» **TASK BRIEF**
There is one span to output from the data below: the lines starting at the line with "Target: man with bare chest" and ending at the line with "of the graphic". Output it exactly, ends included, nothing more.

» **DATASET EXCERPTS**
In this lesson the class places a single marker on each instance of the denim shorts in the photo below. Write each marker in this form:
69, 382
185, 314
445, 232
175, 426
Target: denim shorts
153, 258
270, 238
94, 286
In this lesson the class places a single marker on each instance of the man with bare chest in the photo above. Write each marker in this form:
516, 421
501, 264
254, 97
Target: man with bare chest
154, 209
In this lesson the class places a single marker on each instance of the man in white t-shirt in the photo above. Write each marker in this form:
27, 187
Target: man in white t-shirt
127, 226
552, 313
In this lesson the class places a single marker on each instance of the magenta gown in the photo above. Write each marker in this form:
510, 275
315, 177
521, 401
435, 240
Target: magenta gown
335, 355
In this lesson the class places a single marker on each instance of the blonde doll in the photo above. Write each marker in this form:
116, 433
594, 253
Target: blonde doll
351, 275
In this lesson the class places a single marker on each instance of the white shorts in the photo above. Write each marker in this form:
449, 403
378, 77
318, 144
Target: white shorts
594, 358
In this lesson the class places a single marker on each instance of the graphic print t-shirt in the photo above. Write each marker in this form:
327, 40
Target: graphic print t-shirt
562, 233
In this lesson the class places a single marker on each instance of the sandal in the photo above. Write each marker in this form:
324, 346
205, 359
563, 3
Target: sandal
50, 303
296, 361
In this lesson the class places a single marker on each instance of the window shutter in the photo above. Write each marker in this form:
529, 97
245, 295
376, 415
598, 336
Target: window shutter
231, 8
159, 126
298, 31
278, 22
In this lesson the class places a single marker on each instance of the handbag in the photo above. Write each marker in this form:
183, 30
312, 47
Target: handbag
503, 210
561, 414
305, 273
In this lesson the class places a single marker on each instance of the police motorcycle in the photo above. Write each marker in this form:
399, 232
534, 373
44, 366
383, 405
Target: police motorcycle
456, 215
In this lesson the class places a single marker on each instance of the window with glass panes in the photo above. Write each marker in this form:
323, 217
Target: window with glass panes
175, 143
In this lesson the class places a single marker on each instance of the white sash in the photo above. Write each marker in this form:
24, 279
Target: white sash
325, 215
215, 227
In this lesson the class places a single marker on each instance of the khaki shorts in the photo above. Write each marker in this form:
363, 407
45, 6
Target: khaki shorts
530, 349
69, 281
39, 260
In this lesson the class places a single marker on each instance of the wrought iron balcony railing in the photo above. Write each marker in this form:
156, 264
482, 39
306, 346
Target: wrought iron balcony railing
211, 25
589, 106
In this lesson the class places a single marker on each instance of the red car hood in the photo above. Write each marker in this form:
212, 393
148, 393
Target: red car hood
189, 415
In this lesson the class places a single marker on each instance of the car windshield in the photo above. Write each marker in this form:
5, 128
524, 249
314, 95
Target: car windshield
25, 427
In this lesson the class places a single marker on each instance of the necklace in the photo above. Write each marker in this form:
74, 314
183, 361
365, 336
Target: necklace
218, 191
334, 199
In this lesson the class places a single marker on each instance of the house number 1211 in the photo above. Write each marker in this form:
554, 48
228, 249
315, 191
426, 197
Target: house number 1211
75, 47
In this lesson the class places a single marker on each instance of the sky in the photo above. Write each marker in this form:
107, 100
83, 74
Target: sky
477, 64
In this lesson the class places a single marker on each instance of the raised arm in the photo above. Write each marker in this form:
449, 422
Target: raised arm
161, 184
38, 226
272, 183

» **WRITTEN SOLUTION**
Target: man with bare chest
154, 209
In this lesson the class places a single marker on each instance of the man in white t-shirt in the photo above. Write each marker in this form:
27, 187
Target: man in white t-shirt
127, 226
552, 313
In this lesson the class places a single marker on each instance of the magenta gown in the photo above. Write each marker in this form:
510, 275
315, 177
521, 401
435, 240
Target: magenta gown
335, 355
In this lesson the class places a single marker on each instance of the blonde doll in the photo above. Write each marker in this form:
116, 433
594, 253
Target: blonde doll
351, 275
In this lesson the class places a single marker on each instance of the white shorts in the photo above. Write each marker in this form:
449, 403
378, 77
318, 144
Target: white shorts
594, 358
In this lesson the class places a single marker on each instance of the graphic print t-shirt in the photo above. Write each marker in this form:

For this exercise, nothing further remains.